━━━━━ DATASET RECORDS

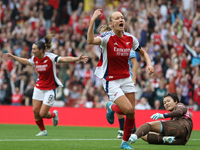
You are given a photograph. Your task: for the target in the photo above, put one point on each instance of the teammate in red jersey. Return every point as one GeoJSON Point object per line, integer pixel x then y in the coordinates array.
{"type": "Point", "coordinates": [44, 92]}
{"type": "Point", "coordinates": [113, 69]}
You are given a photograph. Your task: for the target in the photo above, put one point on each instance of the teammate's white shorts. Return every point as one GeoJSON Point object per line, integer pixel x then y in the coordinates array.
{"type": "Point", "coordinates": [117, 88]}
{"type": "Point", "coordinates": [47, 96]}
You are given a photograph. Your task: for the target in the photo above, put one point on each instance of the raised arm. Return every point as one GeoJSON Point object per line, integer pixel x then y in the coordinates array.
{"type": "Point", "coordinates": [134, 69]}
{"type": "Point", "coordinates": [90, 34]}
{"type": "Point", "coordinates": [21, 60]}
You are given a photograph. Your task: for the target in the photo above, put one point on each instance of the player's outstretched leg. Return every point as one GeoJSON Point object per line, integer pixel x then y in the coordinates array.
{"type": "Point", "coordinates": [55, 119]}
{"type": "Point", "coordinates": [42, 133]}
{"type": "Point", "coordinates": [120, 134]}
{"type": "Point", "coordinates": [168, 139]}
{"type": "Point", "coordinates": [125, 145]}
{"type": "Point", "coordinates": [110, 113]}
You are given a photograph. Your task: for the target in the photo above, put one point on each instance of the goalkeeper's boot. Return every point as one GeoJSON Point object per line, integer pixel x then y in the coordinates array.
{"type": "Point", "coordinates": [110, 113]}
{"type": "Point", "coordinates": [55, 119]}
{"type": "Point", "coordinates": [168, 139]}
{"type": "Point", "coordinates": [42, 133]}
{"type": "Point", "coordinates": [120, 134]}
{"type": "Point", "coordinates": [133, 138]}
{"type": "Point", "coordinates": [125, 145]}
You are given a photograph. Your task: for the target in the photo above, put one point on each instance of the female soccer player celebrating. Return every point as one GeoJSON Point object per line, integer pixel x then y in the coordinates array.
{"type": "Point", "coordinates": [113, 69]}
{"type": "Point", "coordinates": [176, 131]}
{"type": "Point", "coordinates": [44, 91]}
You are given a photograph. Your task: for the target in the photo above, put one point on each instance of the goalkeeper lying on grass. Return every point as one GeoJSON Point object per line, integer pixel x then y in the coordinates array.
{"type": "Point", "coordinates": [175, 131]}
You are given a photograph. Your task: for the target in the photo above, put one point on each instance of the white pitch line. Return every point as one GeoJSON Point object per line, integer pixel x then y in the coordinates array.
{"type": "Point", "coordinates": [9, 140]}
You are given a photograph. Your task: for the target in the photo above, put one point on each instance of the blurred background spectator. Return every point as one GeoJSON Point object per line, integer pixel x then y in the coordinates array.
{"type": "Point", "coordinates": [168, 30]}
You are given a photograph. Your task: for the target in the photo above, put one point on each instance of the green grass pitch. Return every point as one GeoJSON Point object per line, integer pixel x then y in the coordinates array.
{"type": "Point", "coordinates": [22, 137]}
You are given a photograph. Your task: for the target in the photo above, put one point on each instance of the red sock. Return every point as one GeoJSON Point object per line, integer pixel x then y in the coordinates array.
{"type": "Point", "coordinates": [52, 115]}
{"type": "Point", "coordinates": [116, 109]}
{"type": "Point", "coordinates": [40, 124]}
{"type": "Point", "coordinates": [128, 128]}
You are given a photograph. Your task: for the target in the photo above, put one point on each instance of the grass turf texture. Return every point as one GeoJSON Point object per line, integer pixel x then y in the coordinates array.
{"type": "Point", "coordinates": [22, 137]}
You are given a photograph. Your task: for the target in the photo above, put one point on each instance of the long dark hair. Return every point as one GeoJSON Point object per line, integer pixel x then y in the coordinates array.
{"type": "Point", "coordinates": [173, 96]}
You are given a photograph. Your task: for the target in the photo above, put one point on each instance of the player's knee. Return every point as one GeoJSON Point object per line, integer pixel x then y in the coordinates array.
{"type": "Point", "coordinates": [42, 114]}
{"type": "Point", "coordinates": [36, 111]}
{"type": "Point", "coordinates": [130, 111]}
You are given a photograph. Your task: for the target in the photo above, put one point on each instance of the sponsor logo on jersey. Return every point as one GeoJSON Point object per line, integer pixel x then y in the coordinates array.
{"type": "Point", "coordinates": [41, 67]}
{"type": "Point", "coordinates": [122, 49]}
{"type": "Point", "coordinates": [115, 43]}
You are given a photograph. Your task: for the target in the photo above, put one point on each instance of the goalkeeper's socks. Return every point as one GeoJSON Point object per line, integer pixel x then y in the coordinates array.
{"type": "Point", "coordinates": [40, 124]}
{"type": "Point", "coordinates": [143, 130]}
{"type": "Point", "coordinates": [121, 124]}
{"type": "Point", "coordinates": [128, 127]}
{"type": "Point", "coordinates": [52, 115]}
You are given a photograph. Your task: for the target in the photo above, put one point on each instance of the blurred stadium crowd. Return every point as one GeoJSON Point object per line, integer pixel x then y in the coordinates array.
{"type": "Point", "coordinates": [168, 30]}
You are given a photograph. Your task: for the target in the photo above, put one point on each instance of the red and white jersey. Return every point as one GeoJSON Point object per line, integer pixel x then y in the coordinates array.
{"type": "Point", "coordinates": [113, 63]}
{"type": "Point", "coordinates": [46, 69]}
{"type": "Point", "coordinates": [157, 37]}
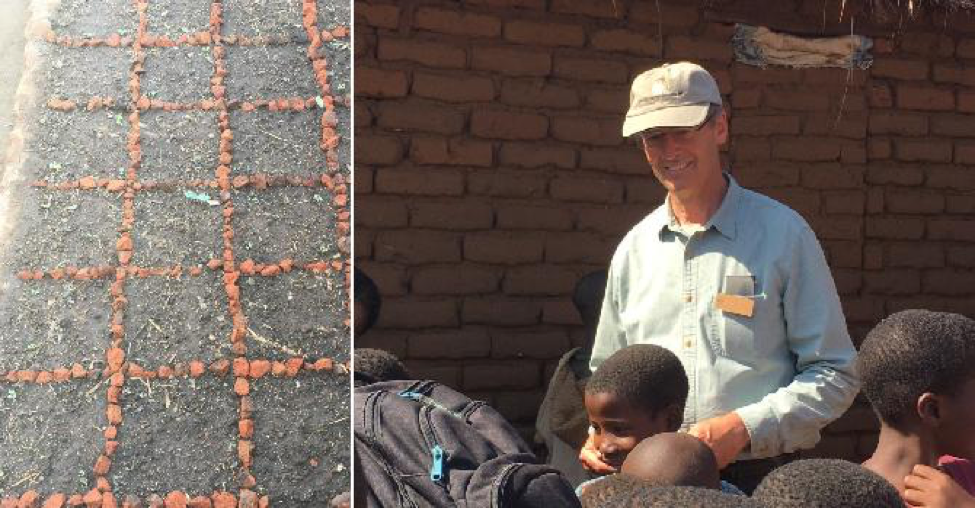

━━━━━━━━━━

● **AIM**
Pull out every line of the records above that contains the word "blurred".

● **SOLUTION BELOW**
You are given a photograph. Your task: for the target in the photo above, put one point on each instance of the blurred background spectator. Return every point as one GeoJSON Point object per line, integer pixel x then y in the coordinates array.
You are given a photograph. Your task: for the target in the photo above, put one point on each instance of the blurred stadium crowd. Return every point as one GeoJSON Point object per line, integer pixel x then y in the coordinates array.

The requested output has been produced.